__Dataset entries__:
******************************

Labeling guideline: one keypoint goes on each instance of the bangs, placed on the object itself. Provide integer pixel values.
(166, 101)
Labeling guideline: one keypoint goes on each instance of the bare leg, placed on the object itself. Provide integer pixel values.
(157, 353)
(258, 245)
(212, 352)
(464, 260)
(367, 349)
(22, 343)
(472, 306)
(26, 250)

******************************

__EXERCISE DETAILS__: Only this range is to be output: the line that contains "of the bare" through the last line of the records above, both inclusive.

__COMPLETED TASK__:
Labeling guideline: one keypoint goes on each instance of the bare leg, placed on the object itself. Provide integer pixel values.
(157, 353)
(258, 245)
(212, 352)
(464, 260)
(367, 349)
(22, 343)
(472, 306)
(26, 250)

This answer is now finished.